Document:
Sun Mu – the faceless painter

Sun Mu is not the artist’s actual name. It’s a nom de plume that uses a combination of two Korean words that translate to ‘The Absence of Borders’. It not only represents what he feels is the transcendence of art but also the literal military demarcation line that keeps the Korean people separated.

THE RAIN had just stopped falling when I arrived at Sun Mu’s small art studio atop an old industrial building in one of Seoul’s western districts. His wife, Jeong and their two daughters, ages 5 and 2, had dropped by and stayed awhile longer to avoid the unpleasant weather.

Standing inside the studio, we’re surrounded by stacks of vividly colored paintings: some depicting smiling schoolchildren, another the silhouettes of dancers colored in blood-red and hanging on the back wall. a portrait of the late North Korean ruler Kim Jong-il.

Some of these images, while out of place if not illegal in democratic South Korea, reflect Sun Mu’s life story. It’s a complicated history that stretches back to his childhood in North Korea.

“When I saw Kim Il Sung on TV being pleased with the writings and paintings of little kids, I was really impressed. I wanted him to pat me on the back. I wanted his praise,” Sun Mu said. “I wanted him to like me too.”

Sun Mu has not seen his family since late 1990s. Even though his hometown would be just a few hours drive from where he lives now, it might as well be on another planet. As a defector from one of the world’s most repressive nations, Sun Mu can never go back.

Separated by the landmine filled DMZ since the end of the fratricidal Korean War in 1953, travel between the two nations is all but forbidden. There is no phone or postal service. And given the state of tensions now on the peninsula, there appears to be no change on the horizon.

Sun Mu’s story is not of a man whose questioning of the system led him to seek freedom. Unlike in George Orwell’s novel 1984, Sun Mu did not come to a revelation that what he had grown up believing was all a lie. Instead he like most of the other 23,000 North Koreans that now call South Korea home, never actually intended to leave his family for good.

When Sun Mu arrived in Seoul in 2002, he only knew one thing: how to paint. He had been trained as a propaganda artist back in the North and didn’t want to give up his trade, even though he was unsure how he could make this style relevant in his new surroundings. After time, he realised that same motif he once used to glorify North Korea’s leaders on banners and posters back home could be used to create an ironic critique of the same men he once worshiped like gods.

“In North Korea art exists to promote political propaganda. And North Koreans exist to promote the regime. Now my mission is to describe how life is for North Koreans, how painful it is through art.”

Since his first exhibition in 2007, Sun Mu has gained international recognition. He’s been invited to present his work at galleries in Germany and Australia. Of all his works, the portraits of his former ruler Kim Jong-il, dressed in colorful track suits, have brought him perhaps the most attention.
Making something like that would have been unthinkable back home.

“You don’t even need to go to a court, you are executed right away,” Sun Mu said while gliding his hand across his throat. “If you play with the face of the leader, you are done.”

‘The Faceless Painter’
Sun Mu is not his actual name. It’s a nom de plume that uses a combination of two Korean words that translate to ‘The Absence of Borders’. It not only represents what he feels is the transcendence of art but also the literal military demarcation line that keeps the Korean people separated. But it’s not only for artistic effect that he goes by this handle: it’s to protect the people he left behind.

Material shown:
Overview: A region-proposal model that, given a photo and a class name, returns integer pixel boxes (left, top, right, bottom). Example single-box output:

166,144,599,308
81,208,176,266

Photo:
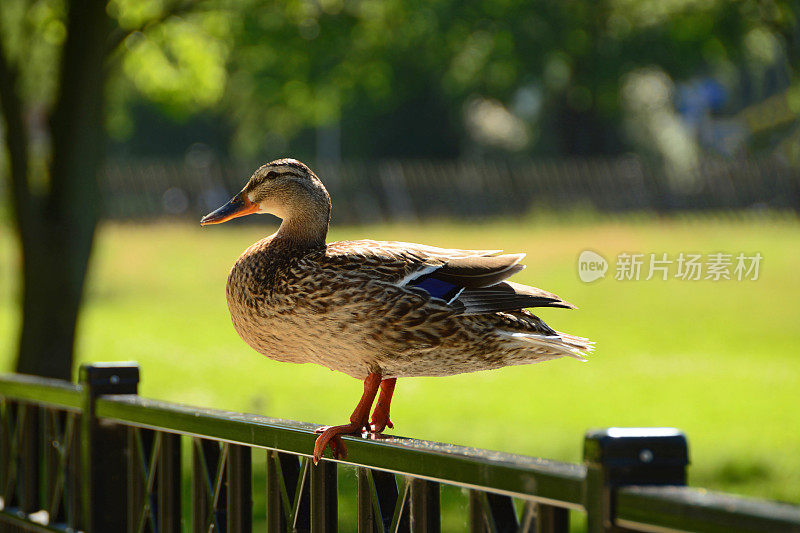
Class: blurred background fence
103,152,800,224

--

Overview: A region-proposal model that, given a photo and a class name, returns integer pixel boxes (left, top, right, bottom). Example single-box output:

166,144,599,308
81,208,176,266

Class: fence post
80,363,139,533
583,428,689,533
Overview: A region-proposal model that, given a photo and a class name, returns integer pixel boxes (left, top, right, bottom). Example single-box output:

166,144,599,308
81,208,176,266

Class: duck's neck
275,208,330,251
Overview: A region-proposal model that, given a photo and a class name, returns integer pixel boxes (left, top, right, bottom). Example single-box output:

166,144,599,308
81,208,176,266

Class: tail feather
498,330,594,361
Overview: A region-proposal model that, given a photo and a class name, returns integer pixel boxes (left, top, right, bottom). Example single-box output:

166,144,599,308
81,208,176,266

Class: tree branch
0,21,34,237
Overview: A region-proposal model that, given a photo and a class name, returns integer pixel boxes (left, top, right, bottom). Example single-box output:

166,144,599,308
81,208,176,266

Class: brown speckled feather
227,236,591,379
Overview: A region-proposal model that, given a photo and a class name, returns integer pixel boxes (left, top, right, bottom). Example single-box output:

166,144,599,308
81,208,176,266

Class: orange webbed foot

...

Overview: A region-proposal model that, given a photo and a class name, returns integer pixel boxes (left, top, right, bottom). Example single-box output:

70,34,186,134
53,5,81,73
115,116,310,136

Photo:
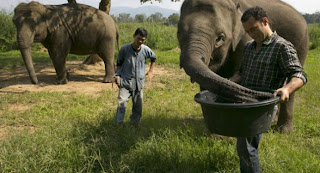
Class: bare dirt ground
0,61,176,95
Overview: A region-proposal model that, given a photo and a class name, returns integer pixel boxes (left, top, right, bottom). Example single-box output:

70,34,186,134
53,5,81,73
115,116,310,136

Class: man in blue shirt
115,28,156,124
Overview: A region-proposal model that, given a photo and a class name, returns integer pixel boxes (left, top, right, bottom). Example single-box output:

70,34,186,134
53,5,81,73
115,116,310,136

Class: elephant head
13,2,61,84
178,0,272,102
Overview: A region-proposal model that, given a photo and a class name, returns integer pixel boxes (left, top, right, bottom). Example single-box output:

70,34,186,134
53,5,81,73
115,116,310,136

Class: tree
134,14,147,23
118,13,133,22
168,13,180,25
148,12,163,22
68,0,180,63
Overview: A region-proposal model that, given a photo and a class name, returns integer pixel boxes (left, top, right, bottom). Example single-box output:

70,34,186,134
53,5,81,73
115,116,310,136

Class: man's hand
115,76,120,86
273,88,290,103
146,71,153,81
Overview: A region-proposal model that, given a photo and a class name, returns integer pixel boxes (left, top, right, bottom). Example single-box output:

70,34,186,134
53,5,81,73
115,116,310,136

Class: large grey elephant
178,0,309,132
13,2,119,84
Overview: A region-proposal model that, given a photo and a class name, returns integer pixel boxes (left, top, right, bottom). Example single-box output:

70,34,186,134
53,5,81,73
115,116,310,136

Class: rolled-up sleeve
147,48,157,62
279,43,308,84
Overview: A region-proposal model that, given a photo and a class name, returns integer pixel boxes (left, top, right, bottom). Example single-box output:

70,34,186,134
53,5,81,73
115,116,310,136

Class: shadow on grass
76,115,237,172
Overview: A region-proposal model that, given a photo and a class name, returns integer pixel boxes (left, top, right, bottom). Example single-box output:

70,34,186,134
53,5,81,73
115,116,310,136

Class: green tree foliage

To do:
Answer these questions from the piece about Sun Mu:
(a) What do the two Korean words in the name Sun Mu translate to?
(b) In what year did Sun Mu arrive in Seoul?
(c) In which two countries has he been invited to present his work?
None of the material above is needed.

Expected answer:
(a) 'The Absence of Borders'
(b) 2002
(c) Germany and Australia